> _Problem_:
Restate all of the records below exactly. Do not carry over any image.

-------- Data to examine --------

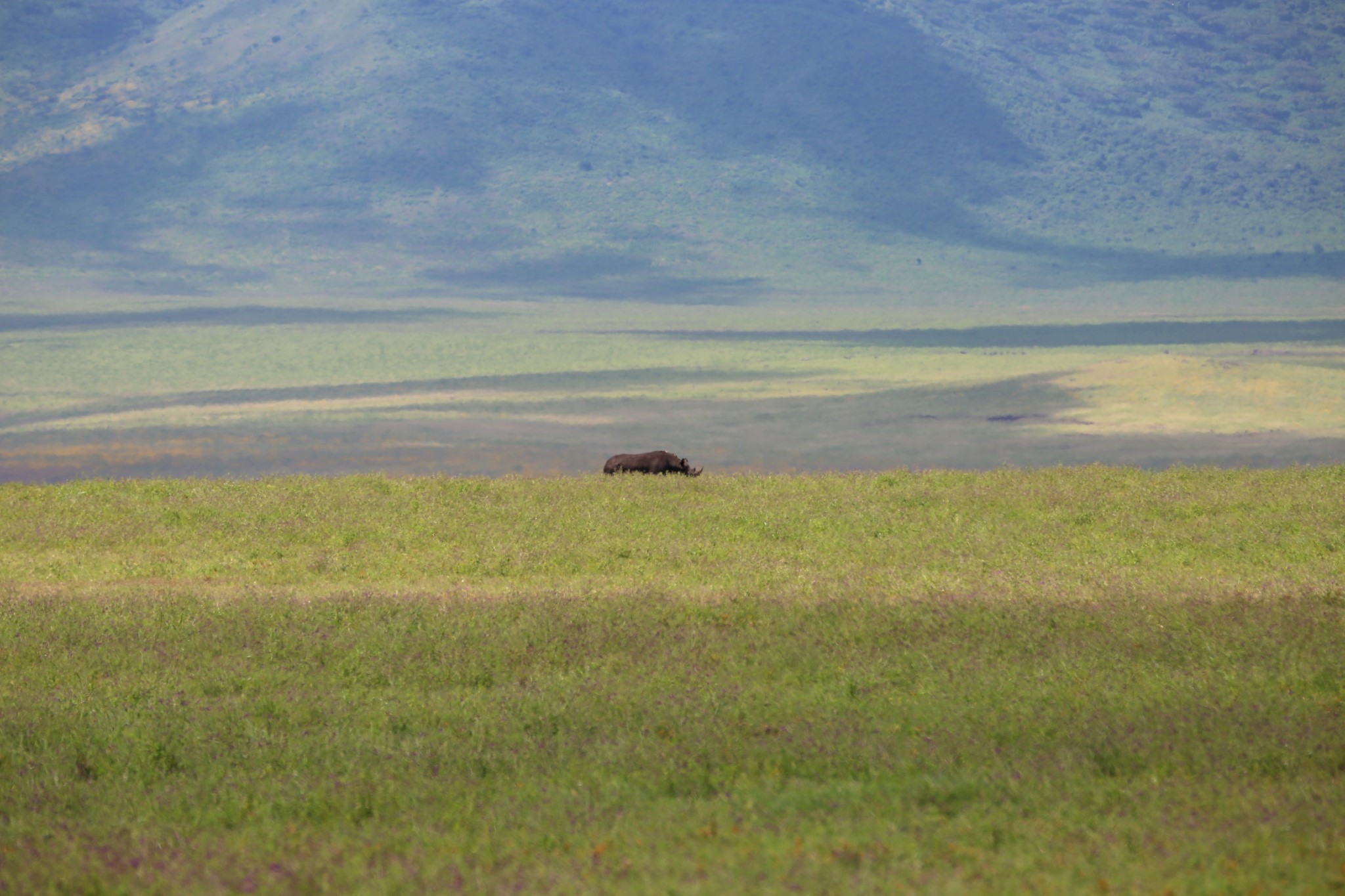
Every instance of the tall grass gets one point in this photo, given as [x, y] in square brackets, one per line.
[1075, 680]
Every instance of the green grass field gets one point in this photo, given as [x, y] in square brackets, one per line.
[1192, 371]
[1067, 680]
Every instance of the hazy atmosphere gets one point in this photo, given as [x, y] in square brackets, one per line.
[246, 237]
[986, 358]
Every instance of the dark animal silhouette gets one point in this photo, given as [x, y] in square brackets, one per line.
[650, 463]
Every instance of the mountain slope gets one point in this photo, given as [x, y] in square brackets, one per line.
[693, 151]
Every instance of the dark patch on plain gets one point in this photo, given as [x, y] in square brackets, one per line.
[602, 276]
[558, 382]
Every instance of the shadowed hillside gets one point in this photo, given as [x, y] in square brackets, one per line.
[707, 151]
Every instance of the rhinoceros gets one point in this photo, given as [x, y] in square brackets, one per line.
[650, 463]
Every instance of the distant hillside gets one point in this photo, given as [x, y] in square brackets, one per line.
[695, 151]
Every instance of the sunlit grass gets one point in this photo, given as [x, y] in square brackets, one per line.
[1070, 680]
[1214, 393]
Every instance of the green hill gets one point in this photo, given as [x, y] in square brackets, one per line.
[707, 151]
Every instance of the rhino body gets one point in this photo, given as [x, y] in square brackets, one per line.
[650, 463]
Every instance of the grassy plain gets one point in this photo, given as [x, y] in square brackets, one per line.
[487, 387]
[1066, 680]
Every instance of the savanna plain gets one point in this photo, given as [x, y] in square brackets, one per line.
[1061, 680]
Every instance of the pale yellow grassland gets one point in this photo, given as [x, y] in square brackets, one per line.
[1189, 393]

--------

> _Finished exercise_:
Every instance of the tall grass gets one point in this photo, given as [x, y] in square brackets, one per line.
[1075, 680]
Every instance of the green grass field gets one point in this photo, given as [x, y] in square brackets, one per line.
[1192, 371]
[1067, 680]
Every instance of the hazy atmosphere gets one point in this photo, given as [x, y] in square brackets, one per line.
[246, 237]
[986, 358]
Every instance of the dark animal silhouette gets one point in this photo, given as [x, y] in square brackets, one per line.
[650, 463]
Every instance of the mountain slope gets one point in this photo, given as [x, y] in square brackets, one per line.
[693, 151]
Every instance of the dark patch on plain gets one point in this photo, given as [x, y] in square brackets, one per line.
[602, 276]
[558, 382]
Every instance of the shadowed hillside gets one point in this photo, given as [x, y] in square brackets, one per line.
[707, 151]
Every instance of the rhinoceros gets one point in this photo, given as [x, y] in square brackets, one per line.
[650, 463]
Every instance of the distant hillside gets one point in this photo, given as [x, y] in square brackets, one per line.
[695, 151]
Every instance of the sunlit grass gets one point in this photo, given as [x, y] in square brackets, one per line.
[1070, 680]
[1214, 393]
Every instance of the green hill gets one point in this photo, given as [x, y] in square brackets, one per line.
[707, 151]
Every instance of the rhino body gets one point in this photo, given as [x, y] in square brackets, one per line.
[650, 463]
Every instance of the grassy plain gets one point in this photo, given as [x, y] in square brackets, one per line.
[487, 387]
[1066, 680]
Every instance of the savanna plain gets one point in this photo, given as [x, y] in square brackets, one per line.
[1061, 680]
Every instance of the pale yellow grassland gets one point in this photo, given as [x, y] in square brackets, one per line.
[1189, 393]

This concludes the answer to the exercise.